-- INFORMATION GIVEN follows --

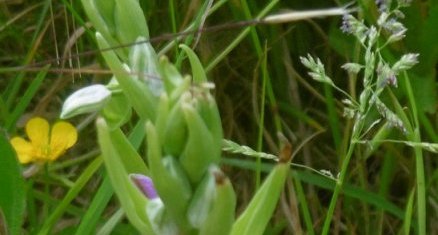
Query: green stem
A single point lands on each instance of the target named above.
(338, 187)
(415, 136)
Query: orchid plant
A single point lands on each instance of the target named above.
(180, 189)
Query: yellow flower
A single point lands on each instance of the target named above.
(45, 144)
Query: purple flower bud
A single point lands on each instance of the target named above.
(382, 5)
(145, 185)
(346, 25)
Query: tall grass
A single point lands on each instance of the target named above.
(262, 90)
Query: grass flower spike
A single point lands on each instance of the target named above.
(46, 144)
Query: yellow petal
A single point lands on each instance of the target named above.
(24, 149)
(63, 136)
(37, 130)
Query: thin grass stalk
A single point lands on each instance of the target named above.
(415, 136)
(338, 187)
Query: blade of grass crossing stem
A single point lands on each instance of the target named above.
(14, 87)
(137, 134)
(4, 114)
(408, 213)
(90, 219)
(202, 13)
(12, 198)
(71, 194)
(131, 199)
(173, 17)
(262, 117)
(304, 206)
(415, 136)
(324, 182)
(239, 38)
(137, 93)
(260, 54)
(112, 222)
(26, 98)
(333, 117)
(259, 211)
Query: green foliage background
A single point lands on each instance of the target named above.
(377, 197)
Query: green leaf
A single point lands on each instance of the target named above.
(95, 209)
(117, 111)
(259, 211)
(12, 197)
(118, 167)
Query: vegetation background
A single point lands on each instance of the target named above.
(379, 193)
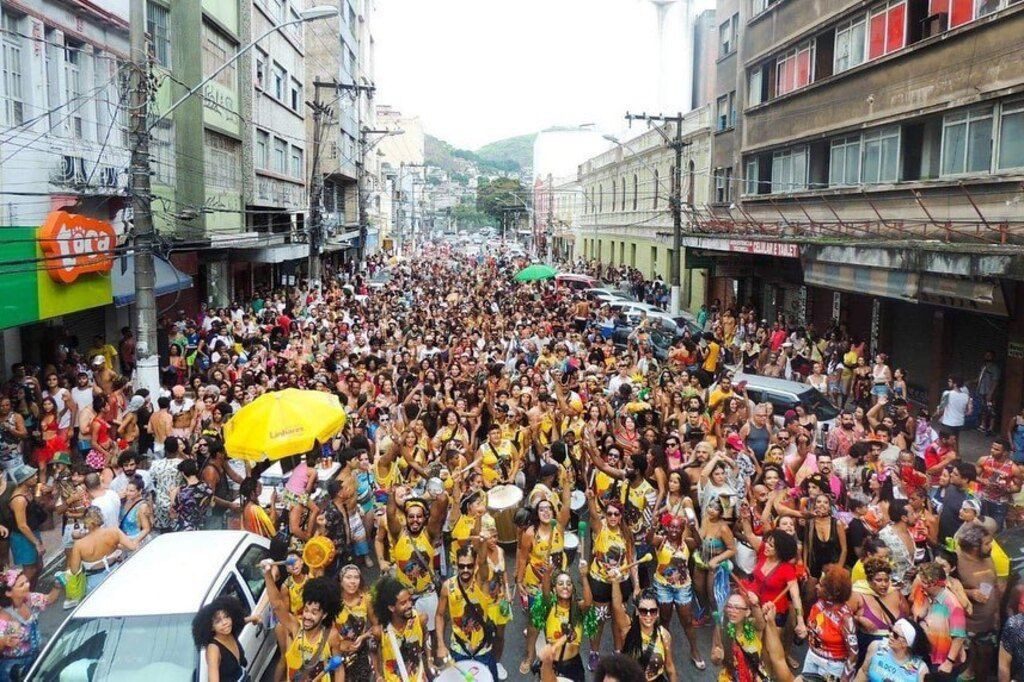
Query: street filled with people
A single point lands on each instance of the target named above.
(528, 483)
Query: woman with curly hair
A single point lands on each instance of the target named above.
(215, 631)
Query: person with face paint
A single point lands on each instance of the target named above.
(403, 639)
(466, 599)
(310, 638)
(673, 584)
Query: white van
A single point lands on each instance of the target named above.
(137, 625)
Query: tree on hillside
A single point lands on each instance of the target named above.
(495, 197)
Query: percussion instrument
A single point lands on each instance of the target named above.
(571, 543)
(578, 502)
(503, 501)
(465, 671)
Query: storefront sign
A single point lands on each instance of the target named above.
(76, 245)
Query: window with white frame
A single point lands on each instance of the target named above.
(850, 41)
(262, 148)
(887, 29)
(280, 156)
(967, 141)
(881, 156)
(223, 158)
(788, 170)
(157, 20)
(280, 83)
(795, 69)
(844, 161)
(218, 50)
(1012, 135)
(751, 176)
(10, 70)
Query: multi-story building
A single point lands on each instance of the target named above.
(64, 169)
(627, 215)
(868, 166)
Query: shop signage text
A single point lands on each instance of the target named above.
(76, 245)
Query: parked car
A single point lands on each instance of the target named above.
(576, 282)
(785, 395)
(137, 625)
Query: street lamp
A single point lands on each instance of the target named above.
(309, 14)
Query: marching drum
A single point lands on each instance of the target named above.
(465, 671)
(577, 503)
(503, 501)
(571, 547)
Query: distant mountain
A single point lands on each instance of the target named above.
(508, 156)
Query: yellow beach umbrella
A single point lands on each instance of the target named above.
(284, 423)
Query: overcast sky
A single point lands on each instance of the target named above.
(477, 71)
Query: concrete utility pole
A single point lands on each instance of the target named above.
(147, 370)
(676, 200)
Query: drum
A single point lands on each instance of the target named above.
(465, 671)
(578, 502)
(571, 548)
(503, 501)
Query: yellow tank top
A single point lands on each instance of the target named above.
(411, 640)
(467, 627)
(409, 563)
(609, 551)
(557, 625)
(673, 565)
(303, 649)
(352, 621)
(547, 550)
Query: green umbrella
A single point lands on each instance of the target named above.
(535, 272)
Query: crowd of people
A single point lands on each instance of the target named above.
(487, 415)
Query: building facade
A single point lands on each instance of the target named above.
(867, 168)
(627, 209)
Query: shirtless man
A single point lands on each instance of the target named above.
(98, 550)
(160, 425)
(183, 414)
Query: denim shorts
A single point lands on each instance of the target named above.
(672, 594)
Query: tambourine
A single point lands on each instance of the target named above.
(318, 552)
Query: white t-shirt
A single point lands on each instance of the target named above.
(956, 405)
(110, 504)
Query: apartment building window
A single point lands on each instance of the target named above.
(10, 70)
(223, 159)
(887, 30)
(162, 151)
(788, 170)
(280, 82)
(157, 19)
(967, 141)
(280, 156)
(1012, 135)
(795, 69)
(850, 40)
(727, 36)
(844, 162)
(218, 49)
(262, 148)
(751, 176)
(881, 159)
(73, 85)
(261, 61)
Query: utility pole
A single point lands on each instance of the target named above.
(676, 202)
(144, 236)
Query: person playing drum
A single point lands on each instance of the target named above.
(465, 598)
(542, 545)
(413, 552)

-- INFORMATION GIVEN concluded --

PROBLEM TO SOLVE: Exact repetition is required for the lines from the first one in the listing through the one that holds "Query: green leaf", and pictures are to be omitted.

SOLUTION FOR THIS TASK:
Query: green stem
A single point lands on each instance of the target named above.
(338, 187)
(415, 136)
Query: orchid plant
A single point lands on each instance of the target named above.
(180, 189)
Query: yellow flower
A single point lands on each instance of the target named above.
(45, 144)
Query: purple flower bud
A single point lands on each instance of the target named above.
(382, 5)
(145, 185)
(346, 25)
Query: tall grass
A single point lands on each instance of the target named above.
(262, 90)
Query: grass flower spike
A single point lands on each instance of the target named above.
(46, 144)
Query: yellow petal
A single point lands on each instance of the target named above.
(24, 149)
(63, 136)
(37, 130)
Query: thin grass stalk
A single point lands on each instance of the target named above.
(415, 136)
(338, 187)
Query: blade of grass crossing stem
A single point lands on each instance of the target named above.
(14, 87)
(137, 134)
(4, 114)
(408, 213)
(90, 219)
(202, 13)
(12, 198)
(71, 194)
(131, 199)
(173, 17)
(262, 117)
(304, 206)
(415, 136)
(324, 182)
(239, 38)
(137, 93)
(260, 54)
(112, 222)
(26, 98)
(333, 117)
(259, 211)
Query: green foliage background
A single point lands on each instance of the target named above.
(377, 197)
Query: green leaf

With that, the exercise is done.